*** Records for processing ***

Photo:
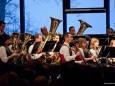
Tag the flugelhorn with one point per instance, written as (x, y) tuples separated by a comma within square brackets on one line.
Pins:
[(83, 27), (53, 27)]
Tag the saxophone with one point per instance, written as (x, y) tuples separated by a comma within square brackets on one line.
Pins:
[(83, 27)]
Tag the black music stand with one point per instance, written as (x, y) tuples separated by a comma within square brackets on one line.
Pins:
[(105, 53), (49, 46), (57, 48)]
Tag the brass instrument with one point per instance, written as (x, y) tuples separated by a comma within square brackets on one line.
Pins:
[(54, 24), (83, 27)]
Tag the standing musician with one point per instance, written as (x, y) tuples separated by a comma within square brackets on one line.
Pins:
[(112, 43), (95, 48), (5, 53), (2, 27), (65, 51), (33, 50), (84, 50)]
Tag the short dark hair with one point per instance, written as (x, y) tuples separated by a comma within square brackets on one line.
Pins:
[(2, 22), (3, 39), (71, 27), (66, 35)]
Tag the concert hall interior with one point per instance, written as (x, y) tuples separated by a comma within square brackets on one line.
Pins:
[(57, 42)]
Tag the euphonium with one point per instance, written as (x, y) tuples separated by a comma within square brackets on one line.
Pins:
[(53, 27), (83, 27)]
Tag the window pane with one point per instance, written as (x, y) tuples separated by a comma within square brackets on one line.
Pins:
[(86, 3), (96, 20), (112, 14), (12, 17), (39, 12)]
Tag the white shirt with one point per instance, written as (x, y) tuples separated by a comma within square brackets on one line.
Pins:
[(3, 55), (65, 51), (33, 56)]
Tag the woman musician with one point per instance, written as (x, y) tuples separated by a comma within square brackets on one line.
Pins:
[(88, 57), (55, 55), (75, 47), (95, 48), (35, 51)]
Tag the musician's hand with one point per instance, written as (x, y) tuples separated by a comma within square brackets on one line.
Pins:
[(43, 53), (24, 53), (14, 54), (78, 53)]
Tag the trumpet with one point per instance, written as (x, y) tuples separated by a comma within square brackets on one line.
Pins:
[(54, 24)]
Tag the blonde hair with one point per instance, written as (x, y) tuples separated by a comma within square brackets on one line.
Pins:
[(80, 41), (111, 43), (92, 42)]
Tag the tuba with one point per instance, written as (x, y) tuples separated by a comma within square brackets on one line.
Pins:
[(83, 27), (53, 27)]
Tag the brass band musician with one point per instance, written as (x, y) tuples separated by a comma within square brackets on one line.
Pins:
[(5, 53), (35, 54), (95, 48), (85, 51), (66, 50)]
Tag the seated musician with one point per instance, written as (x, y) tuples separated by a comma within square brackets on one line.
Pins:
[(85, 51), (95, 48), (75, 48), (55, 55), (66, 50), (5, 53), (36, 53)]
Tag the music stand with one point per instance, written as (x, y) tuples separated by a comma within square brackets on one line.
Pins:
[(35, 48), (105, 40), (57, 48), (105, 53), (48, 46)]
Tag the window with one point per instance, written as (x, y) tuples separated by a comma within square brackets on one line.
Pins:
[(96, 20), (86, 3), (12, 17)]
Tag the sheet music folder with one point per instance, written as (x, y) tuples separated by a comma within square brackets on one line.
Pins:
[(48, 46), (57, 48), (107, 52)]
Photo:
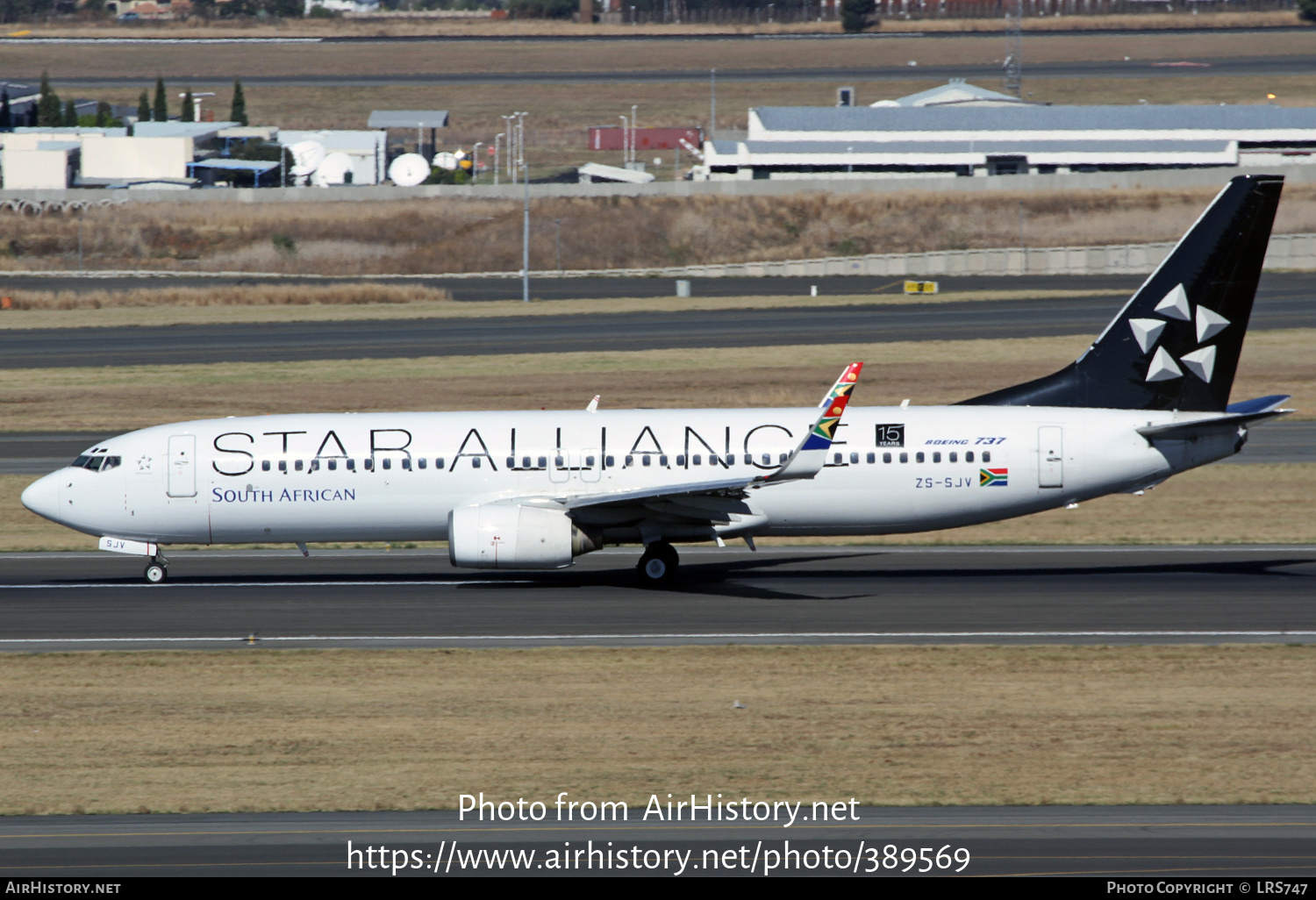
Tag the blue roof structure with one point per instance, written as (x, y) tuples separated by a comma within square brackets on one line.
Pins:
[(236, 165)]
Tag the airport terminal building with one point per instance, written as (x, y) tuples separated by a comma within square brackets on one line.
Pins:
[(987, 133)]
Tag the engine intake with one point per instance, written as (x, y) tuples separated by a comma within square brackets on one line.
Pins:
[(511, 536)]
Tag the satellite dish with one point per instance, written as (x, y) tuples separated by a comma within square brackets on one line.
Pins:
[(408, 170), (333, 170), (307, 157)]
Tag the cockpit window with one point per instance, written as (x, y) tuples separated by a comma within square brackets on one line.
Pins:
[(97, 463)]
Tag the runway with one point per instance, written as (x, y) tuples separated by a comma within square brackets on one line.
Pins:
[(1144, 68), (576, 289), (1284, 302), (237, 600), (1136, 842)]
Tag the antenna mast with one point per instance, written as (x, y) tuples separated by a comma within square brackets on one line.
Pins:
[(1013, 47)]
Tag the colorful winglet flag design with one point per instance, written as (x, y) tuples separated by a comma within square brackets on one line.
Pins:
[(820, 439)]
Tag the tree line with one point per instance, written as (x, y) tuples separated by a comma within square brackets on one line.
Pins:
[(52, 112)]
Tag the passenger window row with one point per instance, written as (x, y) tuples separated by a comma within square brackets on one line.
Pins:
[(837, 458), (350, 465), (105, 463)]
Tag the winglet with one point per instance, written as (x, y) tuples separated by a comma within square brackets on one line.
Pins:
[(810, 457)]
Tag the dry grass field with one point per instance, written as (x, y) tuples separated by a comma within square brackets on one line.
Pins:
[(225, 61), (334, 302), (512, 29), (183, 303), (411, 729), (455, 234)]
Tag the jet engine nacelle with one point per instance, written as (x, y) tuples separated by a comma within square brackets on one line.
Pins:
[(511, 536)]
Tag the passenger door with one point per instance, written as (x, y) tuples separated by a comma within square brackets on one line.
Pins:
[(182, 466), (1050, 455)]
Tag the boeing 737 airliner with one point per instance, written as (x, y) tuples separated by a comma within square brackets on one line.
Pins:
[(534, 489)]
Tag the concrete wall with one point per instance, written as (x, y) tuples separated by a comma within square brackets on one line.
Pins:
[(34, 170), (1166, 178), (134, 157)]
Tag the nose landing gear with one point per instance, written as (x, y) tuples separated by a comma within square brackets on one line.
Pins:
[(157, 570), (658, 565)]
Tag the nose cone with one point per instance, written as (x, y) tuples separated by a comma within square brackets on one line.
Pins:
[(42, 496)]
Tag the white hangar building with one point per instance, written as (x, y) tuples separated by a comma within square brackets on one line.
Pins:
[(945, 133)]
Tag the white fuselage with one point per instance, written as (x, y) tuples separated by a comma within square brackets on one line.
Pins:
[(395, 476)]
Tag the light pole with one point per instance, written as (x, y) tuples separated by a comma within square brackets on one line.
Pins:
[(712, 103), (526, 221), (511, 142)]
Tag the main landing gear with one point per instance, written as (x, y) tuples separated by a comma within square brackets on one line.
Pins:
[(658, 566), (157, 570)]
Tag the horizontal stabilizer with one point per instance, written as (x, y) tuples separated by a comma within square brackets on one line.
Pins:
[(1257, 411)]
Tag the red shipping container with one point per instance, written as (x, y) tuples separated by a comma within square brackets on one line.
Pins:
[(647, 139)]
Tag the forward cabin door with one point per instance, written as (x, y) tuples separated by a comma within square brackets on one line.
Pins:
[(182, 466), (1050, 455)]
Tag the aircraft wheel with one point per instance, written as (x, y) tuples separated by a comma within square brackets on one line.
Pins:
[(660, 563)]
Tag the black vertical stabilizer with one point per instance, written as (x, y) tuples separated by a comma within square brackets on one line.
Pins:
[(1176, 345)]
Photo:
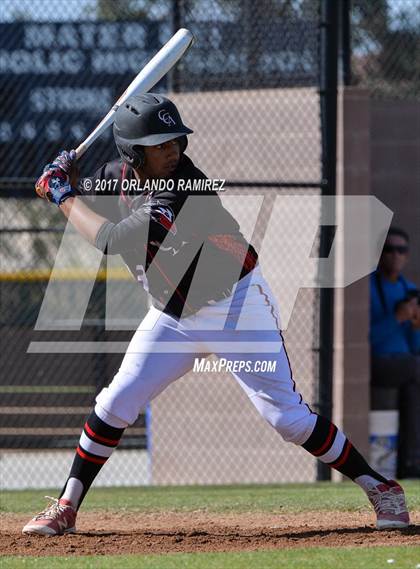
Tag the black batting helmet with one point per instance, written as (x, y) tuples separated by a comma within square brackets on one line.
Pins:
[(147, 120)]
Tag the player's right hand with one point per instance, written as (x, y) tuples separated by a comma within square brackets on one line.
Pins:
[(58, 177)]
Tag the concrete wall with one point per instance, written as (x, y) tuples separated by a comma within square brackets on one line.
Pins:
[(351, 321), (379, 154), (395, 165)]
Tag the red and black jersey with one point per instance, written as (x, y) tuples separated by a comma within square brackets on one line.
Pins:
[(182, 244)]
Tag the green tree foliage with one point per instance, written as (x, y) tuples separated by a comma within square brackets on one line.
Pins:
[(386, 47)]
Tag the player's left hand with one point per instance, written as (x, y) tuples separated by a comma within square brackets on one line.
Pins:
[(55, 183)]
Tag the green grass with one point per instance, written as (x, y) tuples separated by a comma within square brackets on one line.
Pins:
[(323, 496), (319, 558)]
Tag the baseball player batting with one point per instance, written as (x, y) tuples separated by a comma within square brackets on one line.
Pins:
[(209, 297)]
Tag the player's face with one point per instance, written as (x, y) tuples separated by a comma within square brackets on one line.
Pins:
[(394, 255), (162, 159)]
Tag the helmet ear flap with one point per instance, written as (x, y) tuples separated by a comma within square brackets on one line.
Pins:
[(183, 143), (135, 158)]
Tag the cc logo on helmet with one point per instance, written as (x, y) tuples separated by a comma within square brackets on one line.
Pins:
[(166, 117)]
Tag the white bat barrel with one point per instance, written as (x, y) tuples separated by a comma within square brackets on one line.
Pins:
[(151, 74)]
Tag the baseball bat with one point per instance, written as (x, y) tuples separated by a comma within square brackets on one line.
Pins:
[(157, 67)]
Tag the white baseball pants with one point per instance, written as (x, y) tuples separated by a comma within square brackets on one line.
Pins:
[(241, 327)]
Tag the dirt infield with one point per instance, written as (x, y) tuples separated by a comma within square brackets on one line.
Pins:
[(118, 533)]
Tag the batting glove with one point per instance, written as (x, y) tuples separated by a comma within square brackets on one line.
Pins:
[(54, 183)]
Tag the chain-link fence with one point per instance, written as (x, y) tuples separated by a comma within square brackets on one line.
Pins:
[(249, 88)]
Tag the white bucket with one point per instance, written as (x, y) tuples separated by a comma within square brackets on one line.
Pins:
[(383, 440)]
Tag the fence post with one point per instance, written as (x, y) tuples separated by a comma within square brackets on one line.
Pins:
[(328, 102)]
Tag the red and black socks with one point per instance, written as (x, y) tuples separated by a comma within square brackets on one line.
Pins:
[(97, 442), (331, 445)]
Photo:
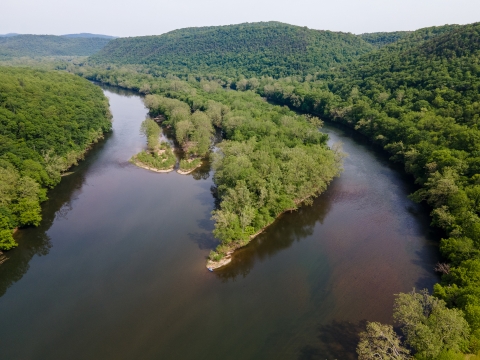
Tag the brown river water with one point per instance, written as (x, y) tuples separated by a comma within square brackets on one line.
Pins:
[(117, 268)]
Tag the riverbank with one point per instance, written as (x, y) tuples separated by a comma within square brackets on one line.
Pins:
[(232, 247), (136, 162), (186, 172)]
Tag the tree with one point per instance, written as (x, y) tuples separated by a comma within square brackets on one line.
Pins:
[(428, 325), (380, 342)]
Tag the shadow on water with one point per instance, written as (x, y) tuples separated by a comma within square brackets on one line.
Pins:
[(287, 229), (337, 340), (35, 241)]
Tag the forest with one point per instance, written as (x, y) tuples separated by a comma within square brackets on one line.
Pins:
[(271, 160), (251, 49), (413, 94), (49, 45), (47, 119)]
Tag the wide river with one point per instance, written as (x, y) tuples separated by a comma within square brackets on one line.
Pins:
[(117, 268)]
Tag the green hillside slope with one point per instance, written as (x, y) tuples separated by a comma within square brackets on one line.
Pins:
[(48, 119), (419, 98), (250, 49), (49, 45), (380, 39)]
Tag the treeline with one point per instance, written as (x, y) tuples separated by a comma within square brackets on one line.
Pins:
[(271, 159), (420, 100), (250, 49), (49, 45), (47, 121)]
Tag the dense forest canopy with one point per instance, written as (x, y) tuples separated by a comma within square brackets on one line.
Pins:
[(419, 98), (270, 160), (381, 39), (47, 120), (49, 45), (251, 49), (416, 94)]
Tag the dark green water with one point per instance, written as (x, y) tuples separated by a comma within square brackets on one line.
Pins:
[(117, 268)]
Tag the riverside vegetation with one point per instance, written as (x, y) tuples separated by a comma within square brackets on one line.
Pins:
[(416, 94), (48, 120), (272, 160)]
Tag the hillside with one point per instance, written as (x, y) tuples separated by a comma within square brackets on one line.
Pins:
[(419, 98), (48, 120), (380, 39), (49, 45), (88, 35), (251, 49)]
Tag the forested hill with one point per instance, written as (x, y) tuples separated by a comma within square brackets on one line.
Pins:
[(381, 39), (49, 45), (419, 98), (48, 120), (251, 49)]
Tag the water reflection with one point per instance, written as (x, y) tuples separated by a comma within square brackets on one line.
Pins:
[(35, 240), (289, 228), (338, 339)]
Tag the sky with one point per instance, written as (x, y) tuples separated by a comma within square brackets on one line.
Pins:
[(153, 17)]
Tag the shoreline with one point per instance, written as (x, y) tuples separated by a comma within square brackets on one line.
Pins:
[(143, 166), (227, 259), (186, 172)]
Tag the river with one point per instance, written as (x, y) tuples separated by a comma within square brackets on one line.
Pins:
[(117, 269)]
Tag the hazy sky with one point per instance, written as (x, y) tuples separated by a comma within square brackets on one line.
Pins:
[(148, 17)]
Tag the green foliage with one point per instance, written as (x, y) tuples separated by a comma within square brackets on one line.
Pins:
[(380, 342), (381, 39), (250, 49), (48, 45), (48, 119), (161, 158), (271, 160), (429, 326), (189, 164)]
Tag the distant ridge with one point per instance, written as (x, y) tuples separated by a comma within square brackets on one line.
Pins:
[(49, 45), (88, 35), (249, 49)]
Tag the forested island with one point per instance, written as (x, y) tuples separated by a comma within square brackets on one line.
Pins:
[(414, 94)]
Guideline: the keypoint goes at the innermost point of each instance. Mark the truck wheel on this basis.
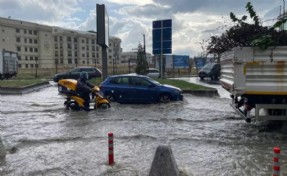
(164, 98)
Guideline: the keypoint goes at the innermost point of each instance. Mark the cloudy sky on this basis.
(193, 20)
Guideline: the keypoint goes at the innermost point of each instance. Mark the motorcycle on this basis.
(75, 102)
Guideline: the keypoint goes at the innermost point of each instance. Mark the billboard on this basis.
(162, 37)
(180, 61)
(102, 25)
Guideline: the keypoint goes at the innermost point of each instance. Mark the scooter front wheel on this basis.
(73, 105)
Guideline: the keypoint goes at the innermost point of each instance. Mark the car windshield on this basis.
(153, 81)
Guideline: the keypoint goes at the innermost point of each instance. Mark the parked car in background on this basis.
(211, 70)
(75, 73)
(153, 73)
(133, 88)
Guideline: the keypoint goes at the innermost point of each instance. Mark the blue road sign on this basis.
(162, 36)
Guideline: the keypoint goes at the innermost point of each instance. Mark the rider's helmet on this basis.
(84, 76)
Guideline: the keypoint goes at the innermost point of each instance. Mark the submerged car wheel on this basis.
(164, 98)
(104, 106)
(111, 97)
(73, 105)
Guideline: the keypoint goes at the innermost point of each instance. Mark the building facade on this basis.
(53, 48)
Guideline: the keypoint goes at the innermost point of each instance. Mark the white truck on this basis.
(8, 64)
(256, 80)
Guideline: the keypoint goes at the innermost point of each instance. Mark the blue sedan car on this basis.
(138, 89)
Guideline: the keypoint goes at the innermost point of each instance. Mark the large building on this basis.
(51, 49)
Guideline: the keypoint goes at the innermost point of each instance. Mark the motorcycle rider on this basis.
(84, 89)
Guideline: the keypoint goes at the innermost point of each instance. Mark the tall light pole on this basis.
(144, 47)
(283, 14)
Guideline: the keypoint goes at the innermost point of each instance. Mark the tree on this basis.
(245, 34)
(142, 65)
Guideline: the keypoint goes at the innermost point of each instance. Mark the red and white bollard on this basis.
(276, 164)
(111, 149)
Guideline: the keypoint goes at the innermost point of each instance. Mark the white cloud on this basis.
(193, 21)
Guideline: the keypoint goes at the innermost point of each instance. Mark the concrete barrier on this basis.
(23, 90)
(2, 149)
(164, 163)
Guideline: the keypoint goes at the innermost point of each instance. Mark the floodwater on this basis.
(205, 135)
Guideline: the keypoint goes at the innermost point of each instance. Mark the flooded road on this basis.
(205, 135)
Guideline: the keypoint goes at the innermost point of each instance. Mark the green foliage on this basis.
(142, 65)
(245, 34)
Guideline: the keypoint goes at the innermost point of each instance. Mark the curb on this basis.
(23, 90)
(207, 93)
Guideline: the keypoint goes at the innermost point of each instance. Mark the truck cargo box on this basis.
(256, 79)
(248, 70)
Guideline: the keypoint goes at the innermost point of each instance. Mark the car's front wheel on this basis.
(164, 98)
(110, 97)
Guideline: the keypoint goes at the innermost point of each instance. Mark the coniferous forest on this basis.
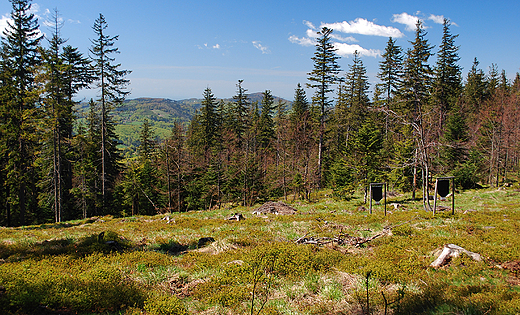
(422, 120)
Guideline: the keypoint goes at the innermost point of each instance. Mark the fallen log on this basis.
(451, 251)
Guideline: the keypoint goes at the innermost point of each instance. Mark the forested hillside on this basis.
(422, 120)
(161, 114)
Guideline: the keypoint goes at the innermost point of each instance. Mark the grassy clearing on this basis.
(153, 265)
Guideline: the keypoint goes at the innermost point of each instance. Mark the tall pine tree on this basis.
(111, 83)
(324, 75)
(20, 58)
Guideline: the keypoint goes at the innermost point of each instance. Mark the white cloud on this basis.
(410, 21)
(349, 50)
(359, 26)
(260, 47)
(34, 9)
(3, 23)
(364, 27)
(304, 41)
(309, 25)
(343, 39)
(439, 19)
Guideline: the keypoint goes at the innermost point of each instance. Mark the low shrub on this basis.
(165, 305)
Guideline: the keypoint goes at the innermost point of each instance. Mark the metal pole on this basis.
(453, 196)
(435, 197)
(385, 197)
(370, 197)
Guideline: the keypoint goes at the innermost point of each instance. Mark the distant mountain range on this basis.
(161, 114)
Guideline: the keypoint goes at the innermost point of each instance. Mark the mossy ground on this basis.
(255, 267)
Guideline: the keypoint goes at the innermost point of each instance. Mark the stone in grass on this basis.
(205, 241)
(451, 251)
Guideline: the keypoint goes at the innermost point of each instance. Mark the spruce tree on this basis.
(415, 93)
(267, 128)
(356, 85)
(19, 61)
(324, 75)
(447, 82)
(111, 83)
(208, 122)
(390, 71)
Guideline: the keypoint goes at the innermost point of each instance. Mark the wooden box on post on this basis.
(377, 192)
(442, 187)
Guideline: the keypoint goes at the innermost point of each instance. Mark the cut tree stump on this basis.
(451, 251)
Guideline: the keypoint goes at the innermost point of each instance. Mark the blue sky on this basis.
(176, 49)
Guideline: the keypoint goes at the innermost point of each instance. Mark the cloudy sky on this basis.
(176, 49)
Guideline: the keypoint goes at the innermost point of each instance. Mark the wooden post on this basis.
(370, 197)
(435, 197)
(452, 180)
(385, 196)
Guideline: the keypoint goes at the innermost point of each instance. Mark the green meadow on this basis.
(158, 265)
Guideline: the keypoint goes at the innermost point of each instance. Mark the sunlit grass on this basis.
(157, 263)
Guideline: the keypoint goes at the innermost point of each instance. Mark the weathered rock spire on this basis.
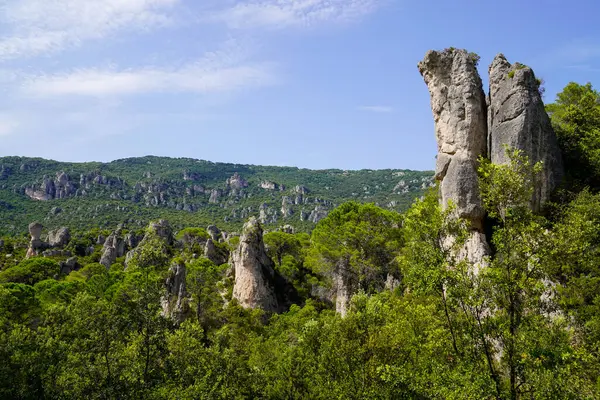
(254, 270)
(517, 118)
(459, 111)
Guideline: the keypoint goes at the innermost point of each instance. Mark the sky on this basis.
(306, 83)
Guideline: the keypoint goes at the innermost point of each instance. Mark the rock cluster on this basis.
(36, 245)
(175, 301)
(114, 247)
(467, 126)
(59, 238)
(517, 118)
(254, 270)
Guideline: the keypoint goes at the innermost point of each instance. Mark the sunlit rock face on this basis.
(254, 270)
(459, 111)
(517, 118)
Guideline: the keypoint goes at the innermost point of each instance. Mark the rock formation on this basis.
(459, 111)
(71, 264)
(59, 238)
(254, 270)
(162, 229)
(217, 256)
(175, 302)
(158, 239)
(214, 232)
(35, 244)
(517, 118)
(114, 247)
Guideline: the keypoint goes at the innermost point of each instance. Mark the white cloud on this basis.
(8, 125)
(376, 109)
(43, 26)
(206, 76)
(288, 13)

***

Give back only the lines of the records starting at the one containing "Tag the forested hill" and ending at the one containing "[(35, 240), (289, 228), (338, 339)]", with "forested hill" replaced by "wooded ridge" and everything else unchanged.

Tag the wooded ridge with one point per instance, written as (x, y) tuples separated by a comma within square brackets on one line.
Pins:
[(381, 39), (49, 45), (419, 98), (48, 120), (251, 49)]
Tag the water reflection with one point per instance, written as (x, y) tuples separated by a comma within square brackets on one line.
Pins:
[(35, 240), (289, 228), (338, 339)]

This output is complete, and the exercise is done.